## START DATA SECTION

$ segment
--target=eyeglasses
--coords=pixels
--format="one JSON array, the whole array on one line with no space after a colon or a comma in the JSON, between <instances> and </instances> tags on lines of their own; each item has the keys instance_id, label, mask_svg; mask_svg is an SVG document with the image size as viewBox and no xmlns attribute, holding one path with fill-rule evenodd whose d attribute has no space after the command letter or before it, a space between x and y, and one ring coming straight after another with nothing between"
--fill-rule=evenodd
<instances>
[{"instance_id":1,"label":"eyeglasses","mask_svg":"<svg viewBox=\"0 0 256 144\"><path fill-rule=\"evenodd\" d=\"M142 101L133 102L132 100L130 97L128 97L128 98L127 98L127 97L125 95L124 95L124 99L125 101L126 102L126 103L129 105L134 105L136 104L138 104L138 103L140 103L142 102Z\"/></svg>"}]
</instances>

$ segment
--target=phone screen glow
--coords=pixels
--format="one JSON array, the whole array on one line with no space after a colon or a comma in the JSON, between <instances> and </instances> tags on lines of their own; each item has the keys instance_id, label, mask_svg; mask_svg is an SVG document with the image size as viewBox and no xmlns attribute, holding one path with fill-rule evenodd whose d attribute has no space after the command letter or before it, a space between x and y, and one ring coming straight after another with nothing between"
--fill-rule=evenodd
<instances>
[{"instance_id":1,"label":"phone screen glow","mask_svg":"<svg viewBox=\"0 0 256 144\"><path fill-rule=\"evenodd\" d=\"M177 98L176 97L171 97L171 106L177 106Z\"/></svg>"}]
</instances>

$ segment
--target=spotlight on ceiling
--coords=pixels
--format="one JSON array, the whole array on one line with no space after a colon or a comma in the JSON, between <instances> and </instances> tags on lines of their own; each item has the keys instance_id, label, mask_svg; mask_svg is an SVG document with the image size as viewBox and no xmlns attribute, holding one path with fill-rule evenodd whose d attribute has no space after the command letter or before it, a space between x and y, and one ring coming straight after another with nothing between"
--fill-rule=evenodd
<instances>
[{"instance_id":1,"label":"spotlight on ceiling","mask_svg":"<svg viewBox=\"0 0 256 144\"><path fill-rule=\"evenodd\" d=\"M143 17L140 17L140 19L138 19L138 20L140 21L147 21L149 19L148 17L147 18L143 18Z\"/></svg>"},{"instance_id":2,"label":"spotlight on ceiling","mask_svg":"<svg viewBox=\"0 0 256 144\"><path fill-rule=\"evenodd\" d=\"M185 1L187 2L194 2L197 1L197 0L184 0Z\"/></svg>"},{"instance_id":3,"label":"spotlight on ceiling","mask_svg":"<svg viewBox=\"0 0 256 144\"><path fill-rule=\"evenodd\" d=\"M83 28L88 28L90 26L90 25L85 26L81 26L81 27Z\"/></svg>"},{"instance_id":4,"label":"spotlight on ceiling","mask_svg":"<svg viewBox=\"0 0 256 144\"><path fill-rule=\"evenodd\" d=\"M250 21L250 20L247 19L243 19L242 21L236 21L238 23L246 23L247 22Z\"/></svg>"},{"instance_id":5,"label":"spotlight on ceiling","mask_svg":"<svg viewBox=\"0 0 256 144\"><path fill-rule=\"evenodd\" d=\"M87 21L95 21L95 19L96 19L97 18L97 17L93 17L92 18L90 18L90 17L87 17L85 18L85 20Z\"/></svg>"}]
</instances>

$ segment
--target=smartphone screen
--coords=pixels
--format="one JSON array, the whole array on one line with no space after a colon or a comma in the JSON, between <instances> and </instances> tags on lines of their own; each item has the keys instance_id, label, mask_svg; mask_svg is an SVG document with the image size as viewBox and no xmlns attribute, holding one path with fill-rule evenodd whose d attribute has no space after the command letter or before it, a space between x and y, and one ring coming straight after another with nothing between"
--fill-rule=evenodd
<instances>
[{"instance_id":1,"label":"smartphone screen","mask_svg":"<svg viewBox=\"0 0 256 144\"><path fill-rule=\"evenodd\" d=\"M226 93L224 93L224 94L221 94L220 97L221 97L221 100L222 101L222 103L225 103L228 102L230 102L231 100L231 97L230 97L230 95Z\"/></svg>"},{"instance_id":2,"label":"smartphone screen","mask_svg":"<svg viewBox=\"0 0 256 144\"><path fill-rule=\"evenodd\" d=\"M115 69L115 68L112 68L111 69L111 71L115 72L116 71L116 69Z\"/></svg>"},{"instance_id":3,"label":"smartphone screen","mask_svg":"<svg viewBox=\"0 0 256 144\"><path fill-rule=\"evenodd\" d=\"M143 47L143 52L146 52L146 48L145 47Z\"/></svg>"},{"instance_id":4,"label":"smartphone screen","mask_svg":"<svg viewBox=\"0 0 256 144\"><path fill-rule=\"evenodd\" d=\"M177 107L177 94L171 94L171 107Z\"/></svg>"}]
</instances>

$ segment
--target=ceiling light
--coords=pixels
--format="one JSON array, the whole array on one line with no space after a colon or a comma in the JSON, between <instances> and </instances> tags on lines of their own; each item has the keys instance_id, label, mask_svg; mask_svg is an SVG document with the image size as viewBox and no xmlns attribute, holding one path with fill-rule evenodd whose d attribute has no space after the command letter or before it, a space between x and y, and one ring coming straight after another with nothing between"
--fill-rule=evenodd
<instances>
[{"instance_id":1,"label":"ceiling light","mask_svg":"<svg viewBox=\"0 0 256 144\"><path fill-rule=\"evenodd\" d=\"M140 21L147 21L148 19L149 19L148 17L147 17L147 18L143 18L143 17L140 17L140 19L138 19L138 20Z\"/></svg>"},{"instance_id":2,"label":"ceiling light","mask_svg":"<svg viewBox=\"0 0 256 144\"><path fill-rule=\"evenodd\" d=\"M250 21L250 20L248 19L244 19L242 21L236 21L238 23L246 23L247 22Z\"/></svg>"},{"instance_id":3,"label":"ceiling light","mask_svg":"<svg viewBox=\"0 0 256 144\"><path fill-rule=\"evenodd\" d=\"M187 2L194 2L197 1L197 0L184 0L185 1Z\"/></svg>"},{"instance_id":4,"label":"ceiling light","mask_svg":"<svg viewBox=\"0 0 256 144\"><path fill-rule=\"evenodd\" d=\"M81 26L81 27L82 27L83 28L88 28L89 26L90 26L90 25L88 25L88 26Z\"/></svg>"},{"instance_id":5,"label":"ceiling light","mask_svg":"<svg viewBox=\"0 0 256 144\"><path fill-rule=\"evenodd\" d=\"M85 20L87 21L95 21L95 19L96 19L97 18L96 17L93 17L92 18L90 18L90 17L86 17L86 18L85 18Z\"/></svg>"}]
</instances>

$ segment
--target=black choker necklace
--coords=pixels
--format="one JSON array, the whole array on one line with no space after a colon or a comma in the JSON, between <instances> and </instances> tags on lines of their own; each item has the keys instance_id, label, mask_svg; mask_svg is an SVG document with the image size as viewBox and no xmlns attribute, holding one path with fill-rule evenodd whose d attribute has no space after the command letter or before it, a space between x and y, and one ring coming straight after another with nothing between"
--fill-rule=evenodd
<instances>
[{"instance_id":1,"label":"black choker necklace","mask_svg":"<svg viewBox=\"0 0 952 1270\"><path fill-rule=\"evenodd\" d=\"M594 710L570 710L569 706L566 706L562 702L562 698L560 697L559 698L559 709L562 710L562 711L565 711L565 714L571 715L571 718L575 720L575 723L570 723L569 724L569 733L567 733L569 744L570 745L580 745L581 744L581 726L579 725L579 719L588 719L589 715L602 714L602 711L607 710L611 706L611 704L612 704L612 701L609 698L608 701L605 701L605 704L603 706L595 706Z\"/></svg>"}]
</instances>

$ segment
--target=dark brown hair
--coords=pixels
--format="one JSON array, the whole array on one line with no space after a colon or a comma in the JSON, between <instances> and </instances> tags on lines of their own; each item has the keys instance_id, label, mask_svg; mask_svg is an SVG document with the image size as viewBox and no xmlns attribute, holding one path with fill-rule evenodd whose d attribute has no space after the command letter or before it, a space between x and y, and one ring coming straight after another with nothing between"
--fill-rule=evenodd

## END DATA SECTION

■ **PROBLEM STATEMENT**:
Locate every line in the listing above that contains the string "target", with case counting, and copy each of those lines.

■ **TASK RESPONSE**:
--target=eyeglasses
--target=phone screen glow
--target=spotlight on ceiling
--target=smartphone screen
--target=ceiling light
--target=black choker necklace
--target=dark brown hair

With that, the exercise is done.